WORK TASK:
Using the listing below, print exactly everything from the line with "Target: blue sky" down to the line with "Target: man's white beard", both included, and nothing more.

EXTRACTED ENTRIES:
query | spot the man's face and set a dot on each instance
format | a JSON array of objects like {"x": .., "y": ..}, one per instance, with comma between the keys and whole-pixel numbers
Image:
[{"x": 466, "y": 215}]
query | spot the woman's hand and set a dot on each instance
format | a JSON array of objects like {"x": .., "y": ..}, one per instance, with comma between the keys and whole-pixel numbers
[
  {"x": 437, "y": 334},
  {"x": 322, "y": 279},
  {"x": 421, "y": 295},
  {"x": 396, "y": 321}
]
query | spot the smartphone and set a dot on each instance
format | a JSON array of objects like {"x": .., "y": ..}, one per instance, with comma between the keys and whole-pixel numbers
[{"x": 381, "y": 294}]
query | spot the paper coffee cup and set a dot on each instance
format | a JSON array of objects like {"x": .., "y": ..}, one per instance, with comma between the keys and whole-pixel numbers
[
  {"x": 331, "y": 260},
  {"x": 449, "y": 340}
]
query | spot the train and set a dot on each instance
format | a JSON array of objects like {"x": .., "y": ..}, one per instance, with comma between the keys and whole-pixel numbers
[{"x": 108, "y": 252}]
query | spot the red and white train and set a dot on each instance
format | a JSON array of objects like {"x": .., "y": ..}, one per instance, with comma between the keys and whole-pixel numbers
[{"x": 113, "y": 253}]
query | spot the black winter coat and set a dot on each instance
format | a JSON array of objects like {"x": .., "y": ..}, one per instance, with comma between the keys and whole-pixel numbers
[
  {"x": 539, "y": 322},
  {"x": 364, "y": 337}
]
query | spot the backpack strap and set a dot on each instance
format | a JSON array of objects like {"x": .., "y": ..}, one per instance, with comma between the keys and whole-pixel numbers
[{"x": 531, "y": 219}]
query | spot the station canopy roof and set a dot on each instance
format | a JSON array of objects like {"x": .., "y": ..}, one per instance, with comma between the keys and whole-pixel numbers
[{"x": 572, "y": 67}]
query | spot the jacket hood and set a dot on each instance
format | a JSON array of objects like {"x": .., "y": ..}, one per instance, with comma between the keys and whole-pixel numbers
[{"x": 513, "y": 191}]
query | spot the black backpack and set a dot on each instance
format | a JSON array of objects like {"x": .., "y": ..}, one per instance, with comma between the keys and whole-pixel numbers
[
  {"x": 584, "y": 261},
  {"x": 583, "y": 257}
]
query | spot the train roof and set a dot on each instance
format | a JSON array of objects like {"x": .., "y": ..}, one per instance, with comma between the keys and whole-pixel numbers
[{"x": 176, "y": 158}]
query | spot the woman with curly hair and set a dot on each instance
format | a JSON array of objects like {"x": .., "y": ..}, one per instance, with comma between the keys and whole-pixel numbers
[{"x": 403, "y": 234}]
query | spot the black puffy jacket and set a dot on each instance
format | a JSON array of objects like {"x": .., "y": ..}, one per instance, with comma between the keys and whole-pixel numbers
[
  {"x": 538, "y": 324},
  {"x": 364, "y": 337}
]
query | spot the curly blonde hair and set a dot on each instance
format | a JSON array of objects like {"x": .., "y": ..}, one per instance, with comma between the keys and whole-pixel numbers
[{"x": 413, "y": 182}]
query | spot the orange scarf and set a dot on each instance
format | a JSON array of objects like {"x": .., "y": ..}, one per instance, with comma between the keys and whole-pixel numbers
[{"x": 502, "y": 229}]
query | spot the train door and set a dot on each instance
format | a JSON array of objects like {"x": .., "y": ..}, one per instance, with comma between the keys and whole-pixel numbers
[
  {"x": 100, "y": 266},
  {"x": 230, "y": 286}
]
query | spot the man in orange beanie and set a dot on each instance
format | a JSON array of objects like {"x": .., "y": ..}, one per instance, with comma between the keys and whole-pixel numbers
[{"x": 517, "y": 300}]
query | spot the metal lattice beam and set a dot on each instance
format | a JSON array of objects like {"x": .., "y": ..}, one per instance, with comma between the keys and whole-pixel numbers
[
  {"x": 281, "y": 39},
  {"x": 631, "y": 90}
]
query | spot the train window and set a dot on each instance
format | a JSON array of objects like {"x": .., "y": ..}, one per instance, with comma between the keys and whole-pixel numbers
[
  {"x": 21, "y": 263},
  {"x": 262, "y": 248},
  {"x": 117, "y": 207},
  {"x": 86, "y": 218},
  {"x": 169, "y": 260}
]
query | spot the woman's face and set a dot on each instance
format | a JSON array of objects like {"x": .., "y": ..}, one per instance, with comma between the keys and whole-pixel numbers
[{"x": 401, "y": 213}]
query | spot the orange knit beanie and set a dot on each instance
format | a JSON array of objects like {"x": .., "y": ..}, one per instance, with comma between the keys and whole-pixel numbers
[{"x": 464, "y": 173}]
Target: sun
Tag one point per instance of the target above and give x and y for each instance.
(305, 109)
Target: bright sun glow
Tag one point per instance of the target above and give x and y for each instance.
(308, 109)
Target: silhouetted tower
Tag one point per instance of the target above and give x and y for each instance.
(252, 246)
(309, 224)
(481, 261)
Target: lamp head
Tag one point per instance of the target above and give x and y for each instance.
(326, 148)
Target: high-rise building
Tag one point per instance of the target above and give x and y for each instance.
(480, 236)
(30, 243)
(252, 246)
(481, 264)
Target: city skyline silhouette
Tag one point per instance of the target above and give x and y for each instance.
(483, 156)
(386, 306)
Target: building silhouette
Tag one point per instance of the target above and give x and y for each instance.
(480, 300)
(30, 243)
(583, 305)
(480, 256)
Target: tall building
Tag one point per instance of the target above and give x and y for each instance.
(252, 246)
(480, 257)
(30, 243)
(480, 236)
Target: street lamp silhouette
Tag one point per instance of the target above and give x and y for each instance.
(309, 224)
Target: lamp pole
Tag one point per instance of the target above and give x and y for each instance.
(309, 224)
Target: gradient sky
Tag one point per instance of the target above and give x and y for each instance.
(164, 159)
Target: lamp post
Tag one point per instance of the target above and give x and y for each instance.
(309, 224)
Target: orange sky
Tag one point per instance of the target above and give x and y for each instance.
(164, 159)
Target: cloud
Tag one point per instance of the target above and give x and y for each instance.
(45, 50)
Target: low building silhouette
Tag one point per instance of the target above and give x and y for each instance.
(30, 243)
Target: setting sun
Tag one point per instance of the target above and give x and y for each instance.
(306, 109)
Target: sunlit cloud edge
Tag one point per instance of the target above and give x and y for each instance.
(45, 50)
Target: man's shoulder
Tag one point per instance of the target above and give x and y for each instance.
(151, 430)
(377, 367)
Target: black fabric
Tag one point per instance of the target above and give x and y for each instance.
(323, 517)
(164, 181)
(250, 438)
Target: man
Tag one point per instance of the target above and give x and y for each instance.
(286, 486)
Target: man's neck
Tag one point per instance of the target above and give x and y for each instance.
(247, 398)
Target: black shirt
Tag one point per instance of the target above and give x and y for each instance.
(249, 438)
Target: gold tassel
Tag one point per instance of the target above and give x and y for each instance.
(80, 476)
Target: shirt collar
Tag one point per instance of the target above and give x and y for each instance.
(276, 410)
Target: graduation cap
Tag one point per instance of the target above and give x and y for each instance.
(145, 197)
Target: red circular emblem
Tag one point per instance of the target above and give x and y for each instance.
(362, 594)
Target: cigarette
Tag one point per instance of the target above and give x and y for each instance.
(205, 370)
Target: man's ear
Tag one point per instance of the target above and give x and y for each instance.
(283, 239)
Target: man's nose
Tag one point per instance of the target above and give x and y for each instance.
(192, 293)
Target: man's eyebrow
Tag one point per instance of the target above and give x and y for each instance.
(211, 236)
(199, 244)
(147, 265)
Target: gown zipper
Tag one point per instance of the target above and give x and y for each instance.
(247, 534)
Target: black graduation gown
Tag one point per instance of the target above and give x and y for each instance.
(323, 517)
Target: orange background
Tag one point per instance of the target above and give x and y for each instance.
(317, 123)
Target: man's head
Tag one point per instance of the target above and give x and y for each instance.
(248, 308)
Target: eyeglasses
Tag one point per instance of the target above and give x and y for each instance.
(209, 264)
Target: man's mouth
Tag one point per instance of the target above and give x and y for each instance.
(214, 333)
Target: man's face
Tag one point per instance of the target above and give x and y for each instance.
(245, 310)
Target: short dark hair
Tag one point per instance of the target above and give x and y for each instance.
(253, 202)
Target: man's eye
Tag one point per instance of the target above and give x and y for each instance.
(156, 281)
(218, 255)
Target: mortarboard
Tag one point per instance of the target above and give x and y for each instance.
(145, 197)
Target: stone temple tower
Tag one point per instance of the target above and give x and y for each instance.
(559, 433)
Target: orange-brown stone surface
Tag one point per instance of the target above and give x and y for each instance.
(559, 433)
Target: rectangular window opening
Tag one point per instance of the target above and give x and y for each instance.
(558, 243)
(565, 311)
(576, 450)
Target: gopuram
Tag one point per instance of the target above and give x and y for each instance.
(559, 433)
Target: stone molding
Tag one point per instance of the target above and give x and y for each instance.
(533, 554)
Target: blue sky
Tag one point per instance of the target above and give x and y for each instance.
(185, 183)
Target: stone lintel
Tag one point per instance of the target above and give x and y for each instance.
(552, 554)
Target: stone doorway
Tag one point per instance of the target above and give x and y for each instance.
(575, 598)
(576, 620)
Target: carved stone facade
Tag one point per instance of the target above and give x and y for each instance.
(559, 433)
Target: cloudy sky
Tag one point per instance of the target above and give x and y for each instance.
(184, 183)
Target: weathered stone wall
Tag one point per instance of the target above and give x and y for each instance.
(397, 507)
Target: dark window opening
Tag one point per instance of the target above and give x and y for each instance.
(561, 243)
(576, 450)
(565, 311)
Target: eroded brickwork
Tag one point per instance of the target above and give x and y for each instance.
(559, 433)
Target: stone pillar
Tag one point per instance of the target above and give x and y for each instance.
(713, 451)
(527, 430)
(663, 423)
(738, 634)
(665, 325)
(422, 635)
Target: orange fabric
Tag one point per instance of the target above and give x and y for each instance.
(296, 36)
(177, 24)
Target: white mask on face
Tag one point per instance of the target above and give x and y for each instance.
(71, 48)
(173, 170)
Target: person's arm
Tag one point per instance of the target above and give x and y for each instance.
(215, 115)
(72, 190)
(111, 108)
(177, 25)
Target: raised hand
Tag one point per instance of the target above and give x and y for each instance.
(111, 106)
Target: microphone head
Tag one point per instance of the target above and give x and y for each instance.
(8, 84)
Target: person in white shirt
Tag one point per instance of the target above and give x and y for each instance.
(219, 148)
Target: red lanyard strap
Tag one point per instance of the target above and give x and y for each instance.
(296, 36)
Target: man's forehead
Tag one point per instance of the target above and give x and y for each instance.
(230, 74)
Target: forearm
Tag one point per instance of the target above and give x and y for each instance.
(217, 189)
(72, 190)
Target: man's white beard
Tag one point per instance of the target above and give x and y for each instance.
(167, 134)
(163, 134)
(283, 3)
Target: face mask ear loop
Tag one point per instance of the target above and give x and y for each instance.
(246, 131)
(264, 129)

FINAL ANSWER:
Target: blue sky
Tag one point per instance of the target above and give x and y for each instance.
(185, 183)
Target: stone lintel
Tag one point per instance of the target above and give x and y for each instance.
(552, 554)
Target: stone doorway
Tag one point per instance of the target above and give x and y for each instance.
(575, 598)
(576, 620)
Target: carved stone facade
Tag one point per instance of the target above and give x and y for each instance.
(559, 433)
Target: cloudy sky
Tag one point per instance of the target above and give x and y for each instance.
(184, 183)
Target: weathered stone wall
Tag one point per instance of the target above and give x and y for each instance.
(397, 507)
Target: dark window opening
Tag one point per instance of the target above and give x and y for each instance.
(561, 243)
(576, 450)
(565, 311)
Target: eroded brickwork
Tag one point per instance of the target above and give x and y for each instance.
(559, 433)
Target: stone pillar
Tag one point per instance of the target above and give x and y for each instance.
(713, 451)
(527, 430)
(663, 423)
(738, 634)
(665, 325)
(422, 635)
Target: orange fabric
Tag one point per instance of the target above and give x and y for each instance.
(296, 36)
(177, 24)
Target: white mask on face
Tag one point per instance of the target above and give x and y for each instance.
(71, 48)
(173, 170)
Target: person's arm
Tag one point per instance of the target above and give x and y for each instance.
(215, 115)
(72, 190)
(111, 108)
(177, 25)
Target: raised hand
Tag one point per instance of the target above and give x and y for each instance.
(111, 106)
Target: microphone head
Tag one point per instance of the target above and give x and y for each instance.
(8, 84)
Target: person in white shirt
Tag one point per instance of the target above and give x and y for each instance.
(219, 148)
Target: red lanyard strap
Tag one point per instance of the target above and give x and y for each instance.
(296, 36)
Target: man's forehead
Tag one point per instance of the target above and give x and y for each instance.
(230, 74)
Target: forearm
Tag one point per instance of the target above and give x and y for each instance.
(217, 189)
(72, 190)
Target: man's white beard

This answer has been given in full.